Please list every line in the records below that contains the string "face".
○ ○ ○ ○
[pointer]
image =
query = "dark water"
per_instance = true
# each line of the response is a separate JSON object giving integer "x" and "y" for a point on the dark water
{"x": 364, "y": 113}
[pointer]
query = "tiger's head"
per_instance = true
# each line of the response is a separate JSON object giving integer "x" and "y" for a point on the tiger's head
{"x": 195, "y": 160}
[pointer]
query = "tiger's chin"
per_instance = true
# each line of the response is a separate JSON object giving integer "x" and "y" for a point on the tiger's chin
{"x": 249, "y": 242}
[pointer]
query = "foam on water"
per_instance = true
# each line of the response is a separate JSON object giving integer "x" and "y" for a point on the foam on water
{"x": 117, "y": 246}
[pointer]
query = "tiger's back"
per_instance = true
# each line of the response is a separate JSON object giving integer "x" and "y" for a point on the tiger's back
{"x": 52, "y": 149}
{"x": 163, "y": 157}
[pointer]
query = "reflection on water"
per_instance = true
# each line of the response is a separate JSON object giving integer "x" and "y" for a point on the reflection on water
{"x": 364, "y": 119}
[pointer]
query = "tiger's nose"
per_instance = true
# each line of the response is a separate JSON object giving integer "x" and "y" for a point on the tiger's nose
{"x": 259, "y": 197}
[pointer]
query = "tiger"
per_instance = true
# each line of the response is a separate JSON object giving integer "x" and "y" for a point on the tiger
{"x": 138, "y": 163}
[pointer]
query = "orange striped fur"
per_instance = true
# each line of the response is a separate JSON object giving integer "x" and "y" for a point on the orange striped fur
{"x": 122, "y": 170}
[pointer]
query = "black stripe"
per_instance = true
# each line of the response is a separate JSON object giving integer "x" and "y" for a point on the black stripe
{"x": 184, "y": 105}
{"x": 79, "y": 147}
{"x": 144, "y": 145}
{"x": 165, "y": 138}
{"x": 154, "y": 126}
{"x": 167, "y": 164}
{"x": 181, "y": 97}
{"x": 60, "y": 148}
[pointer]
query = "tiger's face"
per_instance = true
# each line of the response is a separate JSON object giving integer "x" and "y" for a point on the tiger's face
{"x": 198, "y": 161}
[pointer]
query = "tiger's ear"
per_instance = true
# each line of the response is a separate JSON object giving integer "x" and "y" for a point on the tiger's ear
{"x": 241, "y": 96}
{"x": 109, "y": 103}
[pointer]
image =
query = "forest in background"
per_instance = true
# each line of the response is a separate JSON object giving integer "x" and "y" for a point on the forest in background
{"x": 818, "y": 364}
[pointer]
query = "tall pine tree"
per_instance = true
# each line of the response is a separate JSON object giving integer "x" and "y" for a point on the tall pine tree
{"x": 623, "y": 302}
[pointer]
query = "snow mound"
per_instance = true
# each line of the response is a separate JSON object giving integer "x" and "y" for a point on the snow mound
○ ○ ○ ○
**PROBLEM SOLUTION:**
query = "tiger's face"
# each line of the response is a separate JSON object giving integer "x" and "y" for a point on the tiger's face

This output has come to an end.